Task prompt
Extract every line of the listing below that contains the string "strip", treating case as significant.

Data shown
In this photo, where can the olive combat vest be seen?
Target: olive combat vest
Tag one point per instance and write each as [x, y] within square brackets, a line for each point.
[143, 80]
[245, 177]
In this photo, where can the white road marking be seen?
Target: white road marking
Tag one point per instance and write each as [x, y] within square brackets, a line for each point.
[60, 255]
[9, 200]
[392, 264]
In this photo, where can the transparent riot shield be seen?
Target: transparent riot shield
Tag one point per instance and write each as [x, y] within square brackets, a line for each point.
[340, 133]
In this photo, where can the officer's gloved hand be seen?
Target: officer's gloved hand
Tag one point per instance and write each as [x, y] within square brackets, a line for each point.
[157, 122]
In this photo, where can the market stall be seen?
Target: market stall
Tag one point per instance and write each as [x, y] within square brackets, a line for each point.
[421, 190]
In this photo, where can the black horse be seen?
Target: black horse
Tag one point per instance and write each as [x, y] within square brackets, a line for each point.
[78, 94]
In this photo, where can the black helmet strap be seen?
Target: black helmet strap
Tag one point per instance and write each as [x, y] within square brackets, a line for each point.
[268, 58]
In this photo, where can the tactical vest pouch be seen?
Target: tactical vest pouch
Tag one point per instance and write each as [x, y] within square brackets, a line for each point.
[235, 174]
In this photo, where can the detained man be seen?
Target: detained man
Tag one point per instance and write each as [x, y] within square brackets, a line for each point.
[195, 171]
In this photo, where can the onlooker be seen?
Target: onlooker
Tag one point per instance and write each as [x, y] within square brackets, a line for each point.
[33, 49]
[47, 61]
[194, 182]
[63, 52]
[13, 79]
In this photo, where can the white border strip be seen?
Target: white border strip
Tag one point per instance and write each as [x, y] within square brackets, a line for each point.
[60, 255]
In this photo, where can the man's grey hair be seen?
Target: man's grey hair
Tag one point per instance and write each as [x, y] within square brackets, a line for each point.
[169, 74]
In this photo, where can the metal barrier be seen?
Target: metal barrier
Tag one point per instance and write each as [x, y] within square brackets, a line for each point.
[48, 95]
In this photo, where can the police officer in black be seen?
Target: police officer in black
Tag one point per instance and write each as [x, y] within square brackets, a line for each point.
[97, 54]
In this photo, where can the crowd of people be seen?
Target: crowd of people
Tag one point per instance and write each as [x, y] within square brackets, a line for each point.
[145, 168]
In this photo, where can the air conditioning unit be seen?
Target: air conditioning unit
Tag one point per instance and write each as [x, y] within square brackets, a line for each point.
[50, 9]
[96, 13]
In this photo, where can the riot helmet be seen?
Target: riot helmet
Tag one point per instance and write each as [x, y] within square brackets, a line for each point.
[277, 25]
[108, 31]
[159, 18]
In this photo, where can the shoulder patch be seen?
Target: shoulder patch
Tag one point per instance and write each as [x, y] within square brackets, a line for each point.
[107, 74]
...
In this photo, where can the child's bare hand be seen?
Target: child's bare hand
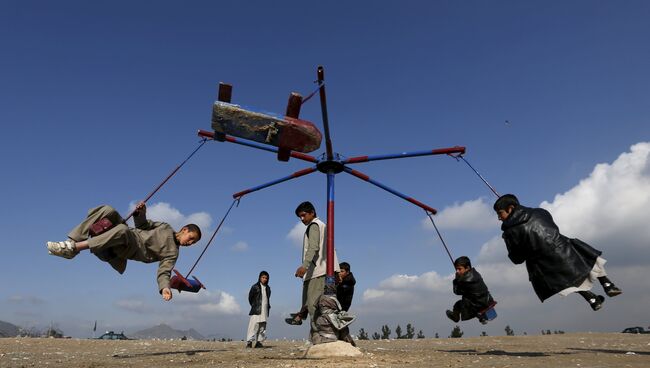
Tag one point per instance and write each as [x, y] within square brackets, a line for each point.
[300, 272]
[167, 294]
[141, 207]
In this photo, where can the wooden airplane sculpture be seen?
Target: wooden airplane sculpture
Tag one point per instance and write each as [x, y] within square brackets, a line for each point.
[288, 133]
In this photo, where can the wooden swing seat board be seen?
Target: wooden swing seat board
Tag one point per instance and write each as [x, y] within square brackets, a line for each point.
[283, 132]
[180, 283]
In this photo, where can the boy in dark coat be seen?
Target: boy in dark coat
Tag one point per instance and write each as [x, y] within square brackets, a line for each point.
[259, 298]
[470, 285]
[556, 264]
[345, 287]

Solution for this problem
In this photo, where can the white border strip be seen?
Target: white border strip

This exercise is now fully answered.